_RECORDS FOR THIS TASK_
....
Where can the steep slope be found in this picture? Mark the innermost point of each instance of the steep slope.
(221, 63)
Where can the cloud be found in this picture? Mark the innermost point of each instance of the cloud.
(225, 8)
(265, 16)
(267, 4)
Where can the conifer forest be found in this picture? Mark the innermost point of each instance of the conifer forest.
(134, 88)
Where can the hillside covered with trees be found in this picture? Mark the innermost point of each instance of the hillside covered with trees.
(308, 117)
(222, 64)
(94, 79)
....
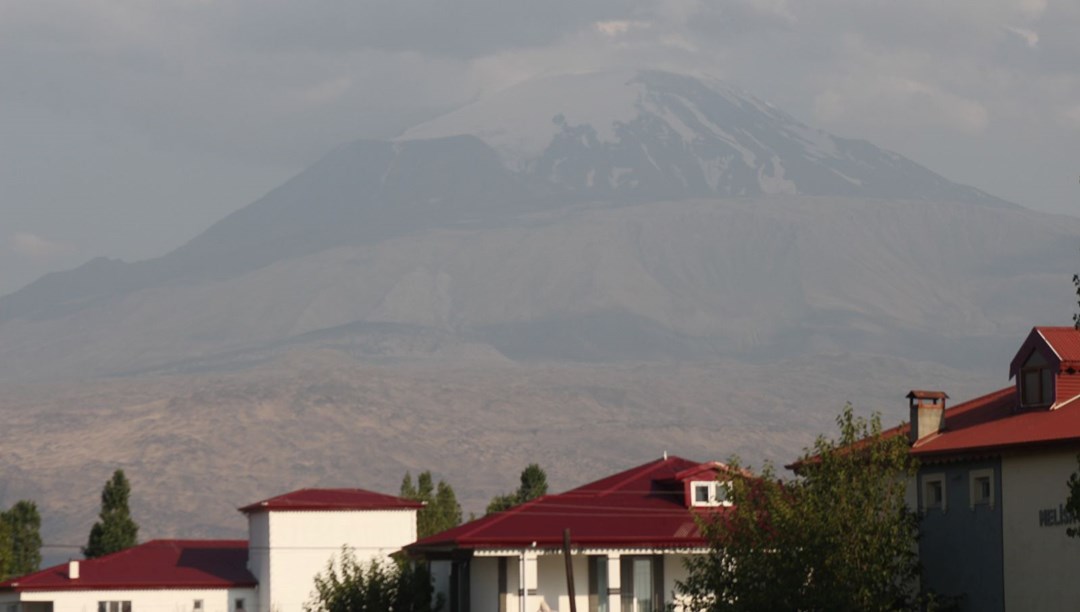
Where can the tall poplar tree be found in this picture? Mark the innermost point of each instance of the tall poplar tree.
....
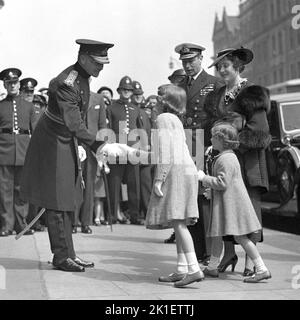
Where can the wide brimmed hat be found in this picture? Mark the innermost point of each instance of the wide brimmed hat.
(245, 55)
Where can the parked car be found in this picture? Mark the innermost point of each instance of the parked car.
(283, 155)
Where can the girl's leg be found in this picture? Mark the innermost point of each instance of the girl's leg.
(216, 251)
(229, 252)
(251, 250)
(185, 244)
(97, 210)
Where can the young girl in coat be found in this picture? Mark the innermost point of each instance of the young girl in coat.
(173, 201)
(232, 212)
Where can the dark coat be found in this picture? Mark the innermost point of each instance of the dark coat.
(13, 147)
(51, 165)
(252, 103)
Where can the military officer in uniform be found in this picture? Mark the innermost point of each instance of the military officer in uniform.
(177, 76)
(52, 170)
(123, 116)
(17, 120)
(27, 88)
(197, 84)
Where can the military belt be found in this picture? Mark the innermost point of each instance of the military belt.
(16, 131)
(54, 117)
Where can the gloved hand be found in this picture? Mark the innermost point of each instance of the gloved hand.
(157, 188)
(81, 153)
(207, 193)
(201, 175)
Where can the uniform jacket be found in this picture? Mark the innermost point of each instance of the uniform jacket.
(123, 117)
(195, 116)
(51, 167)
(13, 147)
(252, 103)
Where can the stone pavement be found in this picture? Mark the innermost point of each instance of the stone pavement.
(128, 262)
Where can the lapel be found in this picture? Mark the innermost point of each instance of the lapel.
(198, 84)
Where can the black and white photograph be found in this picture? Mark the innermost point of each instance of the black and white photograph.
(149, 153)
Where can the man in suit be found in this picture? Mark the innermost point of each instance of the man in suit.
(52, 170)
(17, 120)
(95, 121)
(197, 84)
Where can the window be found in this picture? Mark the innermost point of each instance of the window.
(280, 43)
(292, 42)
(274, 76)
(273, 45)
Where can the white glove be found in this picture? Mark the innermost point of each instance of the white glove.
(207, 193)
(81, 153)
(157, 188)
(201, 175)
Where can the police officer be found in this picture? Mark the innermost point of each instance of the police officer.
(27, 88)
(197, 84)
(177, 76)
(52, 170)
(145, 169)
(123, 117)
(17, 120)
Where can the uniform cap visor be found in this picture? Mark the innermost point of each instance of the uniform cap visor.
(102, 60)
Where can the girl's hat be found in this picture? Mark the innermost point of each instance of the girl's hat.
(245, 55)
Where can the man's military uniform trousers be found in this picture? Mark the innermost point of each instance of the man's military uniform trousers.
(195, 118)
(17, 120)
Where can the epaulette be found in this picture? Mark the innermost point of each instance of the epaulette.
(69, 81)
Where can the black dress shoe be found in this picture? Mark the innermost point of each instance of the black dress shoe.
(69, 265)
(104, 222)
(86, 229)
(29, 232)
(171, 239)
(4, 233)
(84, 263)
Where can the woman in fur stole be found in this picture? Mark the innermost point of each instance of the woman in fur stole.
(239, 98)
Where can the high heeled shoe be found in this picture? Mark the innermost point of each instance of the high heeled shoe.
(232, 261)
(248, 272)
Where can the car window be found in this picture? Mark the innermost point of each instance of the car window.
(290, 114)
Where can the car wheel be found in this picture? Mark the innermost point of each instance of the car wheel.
....
_DESCRIPTION OF THE TASK_
Copy out precisely the lines from the line with "Where can the car window" to the line with "Where can the car wheel" in the material above, including those two lines and omitting all the rest.

_SOLVED EXERCISE_
Where can the car window be found in this picture? Mark the innermost point of each instance of the car window.
(290, 114)
Where can the car wheel be found in this picture? Mark the innermost point of each instance of the car wheel.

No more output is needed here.